Task item A ▸ Decide whether each statement agrees with the Community Fund article, and support each yes or no with the deciding words quoted from it. (i) The seaweed project received 164,000 euros. (ii) Guido Sala leads the Microbial Meat project. (iii) The West African protein crops project aims to improve pulses only for export to Europe.
Task item B ▸ From the Community Fund article, reproduce the passage that begins at the words "Around 700 WUR" and stops after "Monday 30 September.".
Task item C ▸ List every euro amount given in the Community Fund article.

** Text segment follows **

Around 700 WUR employees had a say in research funding for the first time. Four Wageningen research projects related to protein transition were chosen, the Protein Transition Community Fund announced on Monday 30 September.
The winners Adrie van der Werf and Ingrid van der Meer with their cheque, ©Petra de Boer
A seaweed project led by Adrie van der Werf got the most money: 164,000 euros. This project aims to use seaweed to make crops such as tomatoes and onions more resistant to salinization and drought. The project will investigate how much seaweed extract exactly is required in order to increase production in saline or dry soils, says Van der Werf, Biobased Economy coordinator at Wageningen Plant Research.
The second project to be selected is Jeroen Hugenholtz’s Microbial Meat. It aims to develop meat substitutes by fermenting vegetable proteins. The Community Fund is investing 134,000 euros in the project. The West African protein crops project was also singled out, receiving 114,000 euros. This project, led by Gijs Kleter, aims to improve West African pulses for the local market and for export to Europe. The fourth project is called Tasty Proteins. These researchers want to find out why consumers do or don’t like the taste and texture of meat substitutes. This project, headed by Guido Sala, will get 88,000 euros.

** End of Text segment **
** Available data follows **

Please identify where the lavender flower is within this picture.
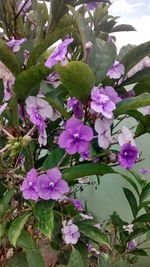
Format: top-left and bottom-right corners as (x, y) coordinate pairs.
(45, 38), (73, 68)
(107, 61), (125, 79)
(127, 239), (137, 250)
(118, 143), (139, 169)
(6, 38), (27, 53)
(67, 97), (83, 119)
(62, 220), (80, 245)
(58, 118), (93, 155)
(38, 168), (69, 200)
(139, 168), (150, 175)
(21, 169), (39, 200)
(123, 224), (134, 234)
(91, 86), (116, 119)
(95, 117), (113, 149)
(87, 1), (100, 11)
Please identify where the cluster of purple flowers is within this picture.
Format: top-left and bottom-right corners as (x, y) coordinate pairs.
(21, 168), (69, 201)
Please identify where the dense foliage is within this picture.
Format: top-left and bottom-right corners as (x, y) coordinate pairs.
(0, 0), (150, 267)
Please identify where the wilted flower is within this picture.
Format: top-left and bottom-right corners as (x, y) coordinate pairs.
(91, 86), (116, 119)
(118, 143), (139, 169)
(127, 239), (137, 250)
(87, 1), (100, 11)
(21, 169), (39, 200)
(107, 61), (125, 79)
(95, 117), (113, 149)
(58, 118), (93, 155)
(6, 38), (27, 53)
(38, 168), (69, 200)
(67, 97), (83, 119)
(123, 224), (134, 234)
(62, 220), (80, 245)
(45, 38), (73, 68)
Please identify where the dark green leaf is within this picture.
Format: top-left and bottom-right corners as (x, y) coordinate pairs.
(63, 163), (115, 181)
(56, 61), (95, 103)
(114, 93), (150, 116)
(123, 188), (138, 218)
(112, 24), (136, 32)
(121, 41), (150, 73)
(0, 40), (21, 76)
(78, 225), (108, 244)
(14, 65), (51, 101)
(42, 148), (68, 170)
(26, 250), (46, 267)
(35, 201), (54, 239)
(68, 249), (84, 267)
(8, 212), (31, 247)
(5, 252), (29, 267)
(0, 189), (15, 218)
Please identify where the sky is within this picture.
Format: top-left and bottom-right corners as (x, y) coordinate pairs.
(110, 0), (150, 48)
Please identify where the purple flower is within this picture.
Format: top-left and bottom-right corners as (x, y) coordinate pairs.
(58, 118), (93, 155)
(118, 143), (138, 169)
(62, 220), (80, 245)
(139, 168), (150, 175)
(0, 103), (8, 115)
(107, 61), (125, 79)
(6, 38), (27, 53)
(21, 169), (39, 200)
(87, 1), (100, 11)
(95, 117), (113, 149)
(127, 239), (137, 250)
(71, 199), (83, 211)
(47, 71), (60, 88)
(38, 168), (69, 200)
(91, 86), (116, 119)
(45, 38), (73, 68)
(67, 97), (83, 119)
(18, 0), (32, 15)
(100, 86), (121, 104)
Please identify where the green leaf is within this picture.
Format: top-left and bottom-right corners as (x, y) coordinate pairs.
(0, 40), (21, 76)
(5, 252), (29, 267)
(133, 213), (150, 223)
(9, 96), (19, 128)
(16, 229), (37, 251)
(88, 38), (116, 84)
(140, 183), (150, 202)
(63, 163), (115, 181)
(68, 249), (84, 267)
(8, 212), (31, 247)
(78, 222), (108, 244)
(130, 249), (148, 256)
(114, 93), (150, 116)
(112, 24), (136, 32)
(56, 61), (95, 103)
(34, 201), (54, 239)
(121, 41), (150, 73)
(26, 250), (46, 267)
(123, 188), (138, 218)
(0, 189), (15, 218)
(42, 148), (69, 170)
(119, 173), (139, 195)
(14, 65), (51, 101)
(0, 79), (4, 104)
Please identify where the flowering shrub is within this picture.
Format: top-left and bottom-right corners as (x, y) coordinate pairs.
(0, 0), (150, 267)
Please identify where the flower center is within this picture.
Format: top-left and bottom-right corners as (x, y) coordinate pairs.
(29, 181), (33, 187)
(49, 182), (55, 188)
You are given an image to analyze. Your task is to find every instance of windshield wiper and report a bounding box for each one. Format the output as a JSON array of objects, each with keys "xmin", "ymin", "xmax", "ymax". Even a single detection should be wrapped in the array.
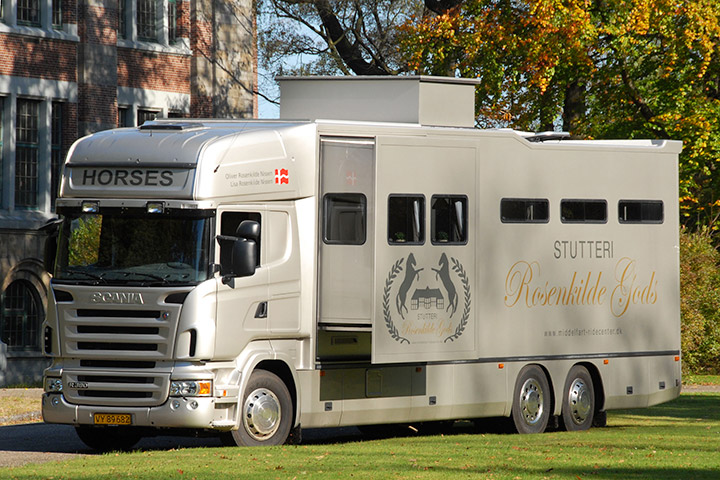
[
  {"xmin": 119, "ymin": 272, "xmax": 168, "ymax": 283},
  {"xmin": 62, "ymin": 268, "xmax": 107, "ymax": 283}
]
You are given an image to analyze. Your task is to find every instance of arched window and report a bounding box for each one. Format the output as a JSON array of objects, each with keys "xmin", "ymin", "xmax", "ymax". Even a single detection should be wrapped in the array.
[{"xmin": 0, "ymin": 280, "xmax": 43, "ymax": 351}]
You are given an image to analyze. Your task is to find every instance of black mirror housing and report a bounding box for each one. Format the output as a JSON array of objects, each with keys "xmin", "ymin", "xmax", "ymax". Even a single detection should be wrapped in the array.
[{"xmin": 230, "ymin": 238, "xmax": 257, "ymax": 277}]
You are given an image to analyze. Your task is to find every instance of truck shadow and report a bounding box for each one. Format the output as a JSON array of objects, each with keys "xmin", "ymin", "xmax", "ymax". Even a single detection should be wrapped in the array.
[{"xmin": 0, "ymin": 393, "xmax": 720, "ymax": 454}]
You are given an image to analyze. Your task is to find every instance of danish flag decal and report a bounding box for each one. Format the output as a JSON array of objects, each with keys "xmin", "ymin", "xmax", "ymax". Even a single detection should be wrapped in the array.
[{"xmin": 275, "ymin": 168, "xmax": 290, "ymax": 185}]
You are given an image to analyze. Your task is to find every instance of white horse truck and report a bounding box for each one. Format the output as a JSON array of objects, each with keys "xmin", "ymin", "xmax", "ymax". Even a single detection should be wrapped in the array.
[{"xmin": 42, "ymin": 76, "xmax": 681, "ymax": 449}]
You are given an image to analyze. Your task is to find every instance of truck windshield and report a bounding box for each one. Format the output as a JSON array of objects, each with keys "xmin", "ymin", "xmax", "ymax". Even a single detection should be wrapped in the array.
[{"xmin": 53, "ymin": 208, "xmax": 212, "ymax": 286}]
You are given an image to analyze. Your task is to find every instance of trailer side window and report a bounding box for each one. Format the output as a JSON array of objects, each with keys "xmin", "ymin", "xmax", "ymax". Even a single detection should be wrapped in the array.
[
  {"xmin": 430, "ymin": 195, "xmax": 468, "ymax": 245},
  {"xmin": 500, "ymin": 198, "xmax": 550, "ymax": 223},
  {"xmin": 220, "ymin": 212, "xmax": 262, "ymax": 275},
  {"xmin": 323, "ymin": 193, "xmax": 367, "ymax": 245},
  {"xmin": 618, "ymin": 200, "xmax": 665, "ymax": 223},
  {"xmin": 560, "ymin": 200, "xmax": 607, "ymax": 223},
  {"xmin": 388, "ymin": 195, "xmax": 425, "ymax": 245}
]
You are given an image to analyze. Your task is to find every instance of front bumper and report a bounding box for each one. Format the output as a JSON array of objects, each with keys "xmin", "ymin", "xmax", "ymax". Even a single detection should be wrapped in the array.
[{"xmin": 42, "ymin": 393, "xmax": 237, "ymax": 431}]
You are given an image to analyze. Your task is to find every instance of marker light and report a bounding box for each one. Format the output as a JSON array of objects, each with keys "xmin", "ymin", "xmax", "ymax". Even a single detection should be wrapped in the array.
[
  {"xmin": 82, "ymin": 202, "xmax": 100, "ymax": 213},
  {"xmin": 147, "ymin": 202, "xmax": 165, "ymax": 213},
  {"xmin": 170, "ymin": 380, "xmax": 212, "ymax": 397},
  {"xmin": 45, "ymin": 378, "xmax": 62, "ymax": 393}
]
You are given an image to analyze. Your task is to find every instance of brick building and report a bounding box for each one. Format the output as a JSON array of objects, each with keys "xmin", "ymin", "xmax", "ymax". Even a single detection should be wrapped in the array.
[{"xmin": 0, "ymin": 0, "xmax": 257, "ymax": 386}]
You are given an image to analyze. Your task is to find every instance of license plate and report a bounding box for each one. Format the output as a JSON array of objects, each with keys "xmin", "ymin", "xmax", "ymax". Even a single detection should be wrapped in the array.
[{"xmin": 93, "ymin": 413, "xmax": 132, "ymax": 425}]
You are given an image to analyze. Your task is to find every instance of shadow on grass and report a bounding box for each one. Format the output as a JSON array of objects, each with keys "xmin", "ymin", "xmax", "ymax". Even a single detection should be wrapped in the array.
[{"xmin": 615, "ymin": 393, "xmax": 720, "ymax": 421}]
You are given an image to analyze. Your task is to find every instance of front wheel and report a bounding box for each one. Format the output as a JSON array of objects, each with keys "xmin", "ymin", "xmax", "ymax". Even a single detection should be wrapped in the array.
[
  {"xmin": 222, "ymin": 370, "xmax": 293, "ymax": 447},
  {"xmin": 562, "ymin": 365, "xmax": 595, "ymax": 431},
  {"xmin": 512, "ymin": 365, "xmax": 552, "ymax": 433}
]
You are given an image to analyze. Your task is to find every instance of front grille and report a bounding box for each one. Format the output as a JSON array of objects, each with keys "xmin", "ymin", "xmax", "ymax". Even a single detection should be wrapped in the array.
[
  {"xmin": 78, "ymin": 375, "xmax": 154, "ymax": 383},
  {"xmin": 57, "ymin": 296, "xmax": 182, "ymax": 407},
  {"xmin": 77, "ymin": 308, "xmax": 162, "ymax": 318},
  {"xmin": 80, "ymin": 360, "xmax": 155, "ymax": 368},
  {"xmin": 78, "ymin": 325, "xmax": 160, "ymax": 335},
  {"xmin": 63, "ymin": 369, "xmax": 170, "ymax": 407},
  {"xmin": 62, "ymin": 305, "xmax": 174, "ymax": 360},
  {"xmin": 78, "ymin": 342, "xmax": 157, "ymax": 352},
  {"xmin": 78, "ymin": 390, "xmax": 152, "ymax": 398}
]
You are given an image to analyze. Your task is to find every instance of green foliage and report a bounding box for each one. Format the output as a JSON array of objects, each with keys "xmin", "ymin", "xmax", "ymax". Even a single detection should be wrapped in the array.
[
  {"xmin": 401, "ymin": 0, "xmax": 720, "ymax": 228},
  {"xmin": 68, "ymin": 215, "xmax": 102, "ymax": 266},
  {"xmin": 680, "ymin": 228, "xmax": 720, "ymax": 374}
]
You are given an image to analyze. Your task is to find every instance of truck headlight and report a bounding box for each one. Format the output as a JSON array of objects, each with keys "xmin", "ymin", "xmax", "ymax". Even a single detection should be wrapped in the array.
[
  {"xmin": 170, "ymin": 380, "xmax": 212, "ymax": 397},
  {"xmin": 45, "ymin": 378, "xmax": 62, "ymax": 393}
]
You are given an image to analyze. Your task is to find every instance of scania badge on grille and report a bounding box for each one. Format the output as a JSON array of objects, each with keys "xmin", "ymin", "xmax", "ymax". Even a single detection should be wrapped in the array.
[{"xmin": 90, "ymin": 292, "xmax": 145, "ymax": 305}]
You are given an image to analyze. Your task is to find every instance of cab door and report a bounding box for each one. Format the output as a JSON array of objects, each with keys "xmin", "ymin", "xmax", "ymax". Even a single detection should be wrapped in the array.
[
  {"xmin": 215, "ymin": 205, "xmax": 269, "ymax": 359},
  {"xmin": 318, "ymin": 137, "xmax": 375, "ymax": 329}
]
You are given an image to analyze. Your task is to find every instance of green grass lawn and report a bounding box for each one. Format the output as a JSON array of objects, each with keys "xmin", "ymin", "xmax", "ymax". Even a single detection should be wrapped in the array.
[
  {"xmin": 683, "ymin": 374, "xmax": 720, "ymax": 385},
  {"xmin": 5, "ymin": 393, "xmax": 720, "ymax": 480}
]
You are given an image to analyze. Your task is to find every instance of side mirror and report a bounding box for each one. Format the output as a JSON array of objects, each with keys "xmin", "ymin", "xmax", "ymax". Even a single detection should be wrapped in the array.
[
  {"xmin": 217, "ymin": 220, "xmax": 260, "ymax": 282},
  {"xmin": 230, "ymin": 238, "xmax": 257, "ymax": 277}
]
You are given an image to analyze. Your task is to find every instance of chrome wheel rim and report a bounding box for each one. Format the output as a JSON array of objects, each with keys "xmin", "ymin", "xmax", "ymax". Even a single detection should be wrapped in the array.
[
  {"xmin": 243, "ymin": 388, "xmax": 282, "ymax": 441},
  {"xmin": 520, "ymin": 378, "xmax": 545, "ymax": 426},
  {"xmin": 568, "ymin": 378, "xmax": 592, "ymax": 425}
]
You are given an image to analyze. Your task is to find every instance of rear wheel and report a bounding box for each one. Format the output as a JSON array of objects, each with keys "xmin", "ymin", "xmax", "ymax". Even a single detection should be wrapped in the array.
[
  {"xmin": 75, "ymin": 425, "xmax": 142, "ymax": 452},
  {"xmin": 512, "ymin": 365, "xmax": 552, "ymax": 433},
  {"xmin": 562, "ymin": 365, "xmax": 595, "ymax": 431},
  {"xmin": 221, "ymin": 370, "xmax": 293, "ymax": 446}
]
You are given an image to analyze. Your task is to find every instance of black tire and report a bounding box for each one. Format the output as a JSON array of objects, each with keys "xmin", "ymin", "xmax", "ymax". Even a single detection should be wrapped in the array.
[
  {"xmin": 512, "ymin": 365, "xmax": 552, "ymax": 433},
  {"xmin": 75, "ymin": 425, "xmax": 142, "ymax": 452},
  {"xmin": 562, "ymin": 365, "xmax": 595, "ymax": 432},
  {"xmin": 220, "ymin": 370, "xmax": 293, "ymax": 447}
]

** End of Available data **

Worked solution A ▸
(i) Yes: "A seaweed project led by Adrie van der Werf got the most money: 164,000 euros."
(ii) No: "The second project to be selected is Jeroen Hugenholtz’s Microbial Meat."
(iii) No: "aims to improve West African pulses for the local market and for export to Europe"

Worked solution B ▸
Around 700 WUR employees had a say in research funding for the first time. Four Wageningen research projects related to protein transition were chosen, the Protein Transition Community Fund announced on Monday 30 September.

Worked solution C ▸
164,000 euros
134,000 euros
114,000 euros
88,000 euros